● **Task objective**:
Locate each line in the material below that contains the word "comes" and copy every such line in full.

····················

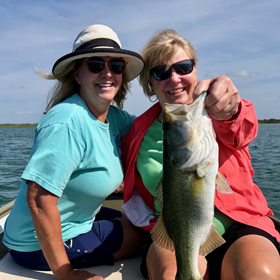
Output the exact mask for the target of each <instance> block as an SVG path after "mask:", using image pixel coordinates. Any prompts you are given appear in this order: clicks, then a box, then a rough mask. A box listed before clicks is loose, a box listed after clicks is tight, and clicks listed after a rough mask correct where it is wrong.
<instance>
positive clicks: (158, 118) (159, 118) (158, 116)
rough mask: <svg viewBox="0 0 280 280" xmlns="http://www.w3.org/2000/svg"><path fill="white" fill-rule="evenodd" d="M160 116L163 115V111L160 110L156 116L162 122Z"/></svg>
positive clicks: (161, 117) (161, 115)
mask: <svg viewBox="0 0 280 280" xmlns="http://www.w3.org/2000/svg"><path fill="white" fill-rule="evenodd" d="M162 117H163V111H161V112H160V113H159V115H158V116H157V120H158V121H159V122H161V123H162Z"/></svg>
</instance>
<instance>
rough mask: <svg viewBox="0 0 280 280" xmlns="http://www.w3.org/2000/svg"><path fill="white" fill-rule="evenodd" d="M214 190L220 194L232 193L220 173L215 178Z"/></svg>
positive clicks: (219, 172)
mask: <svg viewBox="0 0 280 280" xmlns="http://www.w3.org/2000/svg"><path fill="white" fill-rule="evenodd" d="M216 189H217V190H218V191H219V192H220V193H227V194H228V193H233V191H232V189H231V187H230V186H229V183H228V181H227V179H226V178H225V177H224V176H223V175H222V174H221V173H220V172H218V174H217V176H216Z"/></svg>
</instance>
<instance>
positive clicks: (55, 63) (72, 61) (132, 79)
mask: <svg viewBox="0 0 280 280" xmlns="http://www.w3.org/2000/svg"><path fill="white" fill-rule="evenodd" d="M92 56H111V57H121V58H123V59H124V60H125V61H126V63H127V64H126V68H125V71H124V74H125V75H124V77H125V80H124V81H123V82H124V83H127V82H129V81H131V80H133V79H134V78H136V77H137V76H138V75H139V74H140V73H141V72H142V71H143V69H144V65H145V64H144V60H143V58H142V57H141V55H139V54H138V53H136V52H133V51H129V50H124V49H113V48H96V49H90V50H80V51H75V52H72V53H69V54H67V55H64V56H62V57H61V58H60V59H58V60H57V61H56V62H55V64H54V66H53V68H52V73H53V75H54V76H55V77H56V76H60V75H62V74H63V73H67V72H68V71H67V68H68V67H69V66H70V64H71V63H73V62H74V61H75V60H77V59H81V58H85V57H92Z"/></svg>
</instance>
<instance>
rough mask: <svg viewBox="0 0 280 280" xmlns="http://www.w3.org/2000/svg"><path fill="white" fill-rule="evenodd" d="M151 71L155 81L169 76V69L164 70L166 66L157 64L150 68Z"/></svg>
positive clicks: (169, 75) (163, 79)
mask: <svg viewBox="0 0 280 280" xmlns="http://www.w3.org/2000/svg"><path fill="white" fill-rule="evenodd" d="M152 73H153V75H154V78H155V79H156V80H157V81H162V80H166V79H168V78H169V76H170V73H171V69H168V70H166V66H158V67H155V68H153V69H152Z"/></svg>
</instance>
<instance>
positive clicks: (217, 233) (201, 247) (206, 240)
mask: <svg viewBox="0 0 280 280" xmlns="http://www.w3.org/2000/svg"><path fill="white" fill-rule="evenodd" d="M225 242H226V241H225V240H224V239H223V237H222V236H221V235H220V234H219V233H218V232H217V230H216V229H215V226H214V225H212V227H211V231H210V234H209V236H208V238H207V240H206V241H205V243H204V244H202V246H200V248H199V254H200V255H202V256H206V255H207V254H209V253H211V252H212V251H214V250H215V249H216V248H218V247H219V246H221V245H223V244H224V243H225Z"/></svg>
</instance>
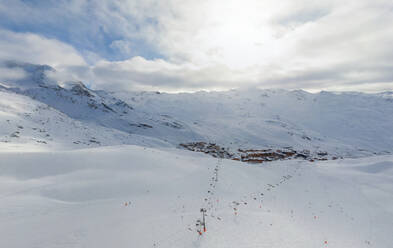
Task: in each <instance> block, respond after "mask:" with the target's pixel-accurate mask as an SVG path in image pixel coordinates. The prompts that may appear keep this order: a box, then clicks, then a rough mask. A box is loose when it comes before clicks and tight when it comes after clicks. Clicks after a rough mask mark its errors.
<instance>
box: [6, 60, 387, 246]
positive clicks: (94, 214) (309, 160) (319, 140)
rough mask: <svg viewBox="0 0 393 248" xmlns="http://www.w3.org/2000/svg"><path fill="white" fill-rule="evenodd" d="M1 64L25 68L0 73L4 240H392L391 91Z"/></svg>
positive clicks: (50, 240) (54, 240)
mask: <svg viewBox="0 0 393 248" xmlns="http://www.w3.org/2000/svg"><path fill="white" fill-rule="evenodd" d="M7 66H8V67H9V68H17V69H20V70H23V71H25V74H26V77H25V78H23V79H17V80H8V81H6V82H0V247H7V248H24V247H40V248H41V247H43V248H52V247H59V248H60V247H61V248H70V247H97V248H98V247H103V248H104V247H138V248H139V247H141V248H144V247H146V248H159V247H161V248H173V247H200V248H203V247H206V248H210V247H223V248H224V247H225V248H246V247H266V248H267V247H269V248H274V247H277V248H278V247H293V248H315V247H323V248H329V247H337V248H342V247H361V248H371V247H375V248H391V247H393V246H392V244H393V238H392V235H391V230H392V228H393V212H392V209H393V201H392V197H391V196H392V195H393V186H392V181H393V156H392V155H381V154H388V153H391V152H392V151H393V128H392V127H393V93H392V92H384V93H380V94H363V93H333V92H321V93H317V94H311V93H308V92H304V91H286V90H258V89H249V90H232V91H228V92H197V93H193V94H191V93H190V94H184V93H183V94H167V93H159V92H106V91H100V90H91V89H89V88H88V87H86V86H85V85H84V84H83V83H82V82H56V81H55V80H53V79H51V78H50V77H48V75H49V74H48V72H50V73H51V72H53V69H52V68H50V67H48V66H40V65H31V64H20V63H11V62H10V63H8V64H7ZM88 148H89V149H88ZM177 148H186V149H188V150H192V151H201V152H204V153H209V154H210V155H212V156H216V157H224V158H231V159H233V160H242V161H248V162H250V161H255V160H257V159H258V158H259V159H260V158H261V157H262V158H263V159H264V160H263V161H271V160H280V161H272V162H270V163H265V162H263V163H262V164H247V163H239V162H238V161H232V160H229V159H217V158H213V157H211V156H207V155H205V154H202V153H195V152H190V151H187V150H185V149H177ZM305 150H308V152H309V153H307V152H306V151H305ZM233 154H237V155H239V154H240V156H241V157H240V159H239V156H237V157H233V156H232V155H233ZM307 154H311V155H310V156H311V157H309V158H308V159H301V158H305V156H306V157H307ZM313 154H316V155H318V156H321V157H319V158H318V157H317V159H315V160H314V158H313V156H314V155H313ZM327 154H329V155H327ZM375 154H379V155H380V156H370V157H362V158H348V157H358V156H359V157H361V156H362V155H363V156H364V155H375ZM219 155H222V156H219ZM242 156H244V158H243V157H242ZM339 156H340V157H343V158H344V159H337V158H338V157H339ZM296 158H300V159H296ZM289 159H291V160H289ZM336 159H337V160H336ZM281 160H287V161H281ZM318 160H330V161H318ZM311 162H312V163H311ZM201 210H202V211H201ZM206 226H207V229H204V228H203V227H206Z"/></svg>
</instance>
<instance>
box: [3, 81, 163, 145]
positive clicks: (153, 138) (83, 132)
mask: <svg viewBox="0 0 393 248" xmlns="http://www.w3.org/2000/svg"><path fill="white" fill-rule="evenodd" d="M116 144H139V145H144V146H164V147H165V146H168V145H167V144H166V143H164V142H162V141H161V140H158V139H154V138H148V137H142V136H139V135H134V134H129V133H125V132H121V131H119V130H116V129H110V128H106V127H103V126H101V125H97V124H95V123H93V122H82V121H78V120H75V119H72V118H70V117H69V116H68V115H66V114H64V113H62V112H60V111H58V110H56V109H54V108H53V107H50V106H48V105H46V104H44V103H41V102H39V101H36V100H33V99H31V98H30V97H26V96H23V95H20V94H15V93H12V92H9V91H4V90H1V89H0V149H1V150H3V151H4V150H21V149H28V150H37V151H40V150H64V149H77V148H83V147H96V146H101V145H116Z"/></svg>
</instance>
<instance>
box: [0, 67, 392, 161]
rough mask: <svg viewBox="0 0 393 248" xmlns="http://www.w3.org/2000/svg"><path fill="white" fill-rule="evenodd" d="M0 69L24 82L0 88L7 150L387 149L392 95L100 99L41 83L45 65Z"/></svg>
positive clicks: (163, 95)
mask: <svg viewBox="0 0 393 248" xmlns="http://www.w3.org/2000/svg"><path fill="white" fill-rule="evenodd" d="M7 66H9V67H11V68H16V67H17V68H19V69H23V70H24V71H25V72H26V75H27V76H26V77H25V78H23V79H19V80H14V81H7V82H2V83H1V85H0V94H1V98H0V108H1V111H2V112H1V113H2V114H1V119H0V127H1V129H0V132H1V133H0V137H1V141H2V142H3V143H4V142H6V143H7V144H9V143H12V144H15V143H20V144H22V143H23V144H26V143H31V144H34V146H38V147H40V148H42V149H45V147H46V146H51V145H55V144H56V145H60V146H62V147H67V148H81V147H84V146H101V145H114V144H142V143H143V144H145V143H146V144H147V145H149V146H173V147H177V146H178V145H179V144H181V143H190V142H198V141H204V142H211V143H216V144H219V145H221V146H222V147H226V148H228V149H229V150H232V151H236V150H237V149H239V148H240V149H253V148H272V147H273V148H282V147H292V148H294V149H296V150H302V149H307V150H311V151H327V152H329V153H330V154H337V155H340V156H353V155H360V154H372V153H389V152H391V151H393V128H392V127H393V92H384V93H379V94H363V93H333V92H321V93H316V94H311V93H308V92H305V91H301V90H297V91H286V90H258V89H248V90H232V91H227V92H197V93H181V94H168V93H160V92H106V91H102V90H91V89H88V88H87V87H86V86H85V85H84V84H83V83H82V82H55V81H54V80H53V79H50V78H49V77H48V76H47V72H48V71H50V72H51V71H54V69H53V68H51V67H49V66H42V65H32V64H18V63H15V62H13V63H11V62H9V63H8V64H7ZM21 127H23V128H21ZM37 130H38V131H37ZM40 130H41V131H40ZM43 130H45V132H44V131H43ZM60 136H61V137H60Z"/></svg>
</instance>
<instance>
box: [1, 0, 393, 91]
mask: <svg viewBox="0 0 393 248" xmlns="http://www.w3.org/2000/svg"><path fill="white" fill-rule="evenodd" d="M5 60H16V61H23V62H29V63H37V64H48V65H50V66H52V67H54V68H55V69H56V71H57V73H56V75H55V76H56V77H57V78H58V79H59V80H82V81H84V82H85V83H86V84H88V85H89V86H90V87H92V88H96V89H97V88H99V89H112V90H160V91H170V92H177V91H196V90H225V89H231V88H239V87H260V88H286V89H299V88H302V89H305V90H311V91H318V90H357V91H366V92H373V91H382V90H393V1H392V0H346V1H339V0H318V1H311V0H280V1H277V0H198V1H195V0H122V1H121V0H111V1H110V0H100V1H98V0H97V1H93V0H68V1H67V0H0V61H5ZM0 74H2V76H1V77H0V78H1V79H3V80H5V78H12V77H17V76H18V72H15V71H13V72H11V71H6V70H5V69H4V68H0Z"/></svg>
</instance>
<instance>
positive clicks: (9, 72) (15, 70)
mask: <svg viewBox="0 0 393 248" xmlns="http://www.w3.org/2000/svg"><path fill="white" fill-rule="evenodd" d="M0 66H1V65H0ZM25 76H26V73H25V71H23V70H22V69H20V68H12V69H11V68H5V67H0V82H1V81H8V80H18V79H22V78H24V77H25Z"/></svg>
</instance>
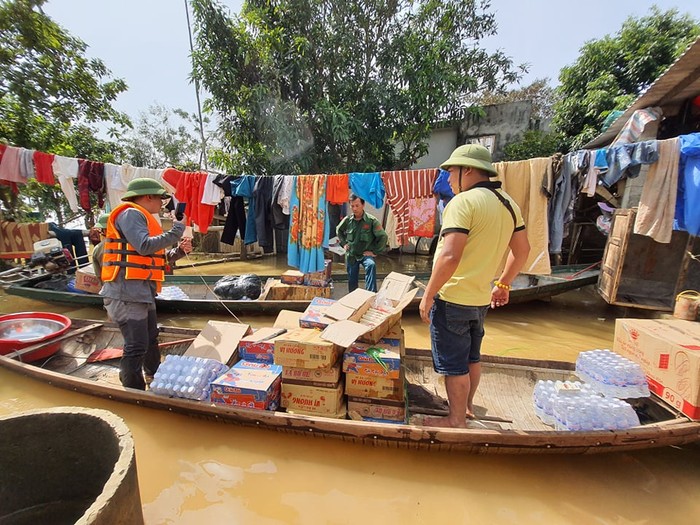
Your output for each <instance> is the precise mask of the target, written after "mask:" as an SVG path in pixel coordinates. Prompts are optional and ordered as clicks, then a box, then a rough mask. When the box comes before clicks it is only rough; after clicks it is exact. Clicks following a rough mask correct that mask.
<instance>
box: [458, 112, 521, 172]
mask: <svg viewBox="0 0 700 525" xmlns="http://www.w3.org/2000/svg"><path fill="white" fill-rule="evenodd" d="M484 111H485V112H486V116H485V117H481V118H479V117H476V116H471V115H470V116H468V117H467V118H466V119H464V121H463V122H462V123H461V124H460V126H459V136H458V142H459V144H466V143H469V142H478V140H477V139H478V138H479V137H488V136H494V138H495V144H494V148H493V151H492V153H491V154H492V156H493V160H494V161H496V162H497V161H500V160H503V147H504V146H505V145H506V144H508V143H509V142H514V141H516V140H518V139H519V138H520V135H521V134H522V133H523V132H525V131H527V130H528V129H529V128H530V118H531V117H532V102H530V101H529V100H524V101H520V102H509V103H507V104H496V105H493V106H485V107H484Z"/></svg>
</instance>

····················

● **Answer to the exercise**:
Task: in each <instance> block, respond after "mask:" with the target's pixel-accurate mask as an SVG path in image pixel coordinates. The prompts that may appear keep this order: a box, then clicks, then a rough mask. A box is loose when it comes before clicks and tight when it comes after clicks. Clicks after a rough mask mark its errors.
Your output for each <instance> is the precise mask of the target, written after "mask:" as an SVG path in pixel coordinates. Prompts are optional and ordered as clicks, then a box, then a rough mask. When the box comes before clicks it is only rough; after clicks it is exact. Clicks following a rough mask correct that mask.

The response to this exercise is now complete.